» THE TASK
Extract each line of the data and write it out again exactly.

+++ SUPPLIED MATERIAL

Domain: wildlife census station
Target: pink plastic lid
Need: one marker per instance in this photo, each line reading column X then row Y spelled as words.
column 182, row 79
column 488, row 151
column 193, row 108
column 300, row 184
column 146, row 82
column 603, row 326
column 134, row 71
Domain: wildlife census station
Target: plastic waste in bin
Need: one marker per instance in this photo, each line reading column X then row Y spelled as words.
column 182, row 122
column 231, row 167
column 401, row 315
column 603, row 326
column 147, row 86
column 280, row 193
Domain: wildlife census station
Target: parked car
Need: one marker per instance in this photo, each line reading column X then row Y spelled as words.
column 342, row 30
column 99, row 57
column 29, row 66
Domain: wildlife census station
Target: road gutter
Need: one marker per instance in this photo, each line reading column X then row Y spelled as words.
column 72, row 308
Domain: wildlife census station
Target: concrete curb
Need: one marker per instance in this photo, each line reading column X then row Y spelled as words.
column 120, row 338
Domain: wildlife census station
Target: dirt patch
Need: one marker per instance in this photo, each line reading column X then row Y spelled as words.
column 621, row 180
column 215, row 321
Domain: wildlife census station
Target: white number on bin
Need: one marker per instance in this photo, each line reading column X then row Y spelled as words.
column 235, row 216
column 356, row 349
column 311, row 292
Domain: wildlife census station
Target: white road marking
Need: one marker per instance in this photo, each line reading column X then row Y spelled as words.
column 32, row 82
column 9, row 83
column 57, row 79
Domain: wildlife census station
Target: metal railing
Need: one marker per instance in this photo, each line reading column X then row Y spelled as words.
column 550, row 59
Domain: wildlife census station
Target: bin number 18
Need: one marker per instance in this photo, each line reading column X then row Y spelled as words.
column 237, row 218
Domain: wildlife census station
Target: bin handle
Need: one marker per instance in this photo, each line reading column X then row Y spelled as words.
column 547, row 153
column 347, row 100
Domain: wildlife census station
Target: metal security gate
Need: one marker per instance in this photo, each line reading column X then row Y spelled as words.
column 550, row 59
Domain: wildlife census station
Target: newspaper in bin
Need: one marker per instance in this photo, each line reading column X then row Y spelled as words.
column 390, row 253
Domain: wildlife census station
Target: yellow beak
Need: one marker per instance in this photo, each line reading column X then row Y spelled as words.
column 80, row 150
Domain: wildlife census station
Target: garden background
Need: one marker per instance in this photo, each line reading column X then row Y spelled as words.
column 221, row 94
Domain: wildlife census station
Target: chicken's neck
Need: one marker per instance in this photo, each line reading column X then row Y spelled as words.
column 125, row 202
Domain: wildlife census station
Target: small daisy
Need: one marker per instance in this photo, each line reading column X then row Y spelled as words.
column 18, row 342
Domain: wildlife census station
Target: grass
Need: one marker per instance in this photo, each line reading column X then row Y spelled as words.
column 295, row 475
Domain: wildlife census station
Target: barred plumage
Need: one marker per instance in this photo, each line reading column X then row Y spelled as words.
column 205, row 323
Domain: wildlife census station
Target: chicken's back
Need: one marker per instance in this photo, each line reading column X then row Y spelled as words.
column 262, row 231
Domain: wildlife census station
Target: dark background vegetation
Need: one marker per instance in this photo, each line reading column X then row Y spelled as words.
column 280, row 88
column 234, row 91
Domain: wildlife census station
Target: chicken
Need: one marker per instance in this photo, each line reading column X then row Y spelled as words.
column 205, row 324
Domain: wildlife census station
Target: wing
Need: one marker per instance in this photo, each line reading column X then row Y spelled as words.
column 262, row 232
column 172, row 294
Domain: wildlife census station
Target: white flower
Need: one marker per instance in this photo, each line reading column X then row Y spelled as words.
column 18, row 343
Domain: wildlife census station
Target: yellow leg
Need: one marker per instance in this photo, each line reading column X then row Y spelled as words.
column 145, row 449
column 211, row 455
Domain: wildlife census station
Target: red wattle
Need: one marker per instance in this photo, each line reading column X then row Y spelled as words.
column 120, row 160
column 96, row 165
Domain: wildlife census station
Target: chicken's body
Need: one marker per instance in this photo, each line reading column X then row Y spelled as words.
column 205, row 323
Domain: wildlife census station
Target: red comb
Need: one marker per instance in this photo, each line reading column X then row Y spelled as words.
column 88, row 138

++++++

» FINISHED ANSWER
Domain: wildlife census station
Target: pink plastic lid
Need: one marker per instance in this photo, each line reading column X then row Y spelled as words.
column 182, row 79
column 488, row 151
column 193, row 108
column 300, row 184
column 146, row 82
column 603, row 326
column 134, row 71
Domain: wildlife census station
Target: plastic waste in bin
Need: one marker per instance in this photo, each line reading column X then row Y spelled as words.
column 182, row 122
column 231, row 167
column 401, row 315
column 603, row 326
column 147, row 86
column 280, row 193
Domain: wildlife census station
Target: parked car
Need: one marker per instance in this photo, each line reading column X then row Y spelled as words.
column 342, row 30
column 99, row 57
column 29, row 66
Domain: wildlife census station
Target: road gutter
Need: one marker per instance in this photo, each line reading column X then row Y spelled as words.
column 72, row 308
Domain: wildlife census station
Target: concrete curb
Need: one marker per instance in this photo, each line reading column X then row Y spelled as words.
column 120, row 338
Domain: wildlife census station
Target: dirt patch
Need: one marker per instance in this photo, each line reading column X then row Y spelled as words.
column 621, row 180
column 215, row 321
Domain: wildlife census station
Target: white number on bin
Need: one marker per instance in this photo, each line reading column X then row Y spelled as words.
column 235, row 216
column 356, row 349
column 311, row 292
Domain: wildlife census station
Target: white road marking
Need: one marker per instance in this photo, each line reading column X then row Y spelled as words.
column 32, row 82
column 9, row 83
column 57, row 79
Domain: wildlife census station
Target: metal railing
Need: one marker per instance in this photo, each line reading column X then row Y spelled as words.
column 550, row 59
Domain: wildlife census station
Target: bin number 18
Need: one marker per instance in this photo, each line reading column X then row Y spelled as words.
column 237, row 218
Domain: wildlife census station
Target: bin handle
Need: one marker per instance in this photo, each line reading column X then row Y spelled as words.
column 547, row 153
column 347, row 100
Domain: wildlife census station
Target: metal security gate
Need: one marker per instance in this photo, each line reading column X then row Y spelled as words.
column 550, row 59
Domain: wildlife census station
Target: newspaper in bin
Need: one marker per instance in this photo, each line reading column X then row Y spelled as words.
column 390, row 253
Domain: wildlife census station
Target: yellow beak
Need: one marker per instance in this photo, each line reading column X then row Y spelled as words.
column 80, row 150
Domain: wildlife census station
Target: garden background
Need: one marker per instance in this photo, each line reading column X then row Y spelled as words.
column 221, row 94
Domain: wildlife census station
Target: chicken's neck
Need: one marker per instance in this photo, each line reading column X then row Y spelled as words.
column 125, row 202
Domain: wildlife census station
Target: small daisy
Need: one marker per instance in this photo, each line reading column X then row Y spelled as words.
column 18, row 342
Domain: wildlife census station
Target: grass
Need: one marker per instance in this photo, each line reading column X then row Y spelled as words.
column 295, row 475
Domain: wildlife census station
Target: barred plumage
Need: one marker per instance in this photo, each line reading column X then row Y spelled as words.
column 205, row 323
Domain: wildlife census station
Target: chicken's back
Need: one marker per instance in this photo, each line reading column X then row Y spelled as words.
column 262, row 231
Domain: wildlife census station
Target: dark background vegetation
Need: one marker per instance in this photo, each line reading column X then row Y spelled as words.
column 280, row 88
column 234, row 91
Domain: wildlife census station
Target: chicken
Need: one marker per instance in this photo, each line reading column X then row Y spelled as words.
column 205, row 324
Domain: wildlife census station
Target: wing
Need: one marker per instance in this photo, each line reading column X then row Y spelled as words.
column 262, row 232
column 172, row 294
Domain: wildlife census station
Target: white flower
Need: one marker per instance in this photo, each line reading column X then row Y spelled as words.
column 18, row 343
Domain: wildlife census station
Target: yellow leg
Need: one marker per instance in this photo, each line reading column X then row Y spelled as words.
column 145, row 449
column 211, row 455
Domain: wildlife census station
Target: red wattle
Need: one marker per instance in this photo, each line reading column X then row Y spelled as words.
column 120, row 160
column 96, row 165
Domain: wildlife census station
Target: chicken's body
Need: one marker per instance in this photo, each line reading column X then row Y spelled as words.
column 205, row 323
Domain: wildlife census station
Target: red comb
Need: one marker per instance in this photo, each line reading column X then row Y spelled as words.
column 88, row 138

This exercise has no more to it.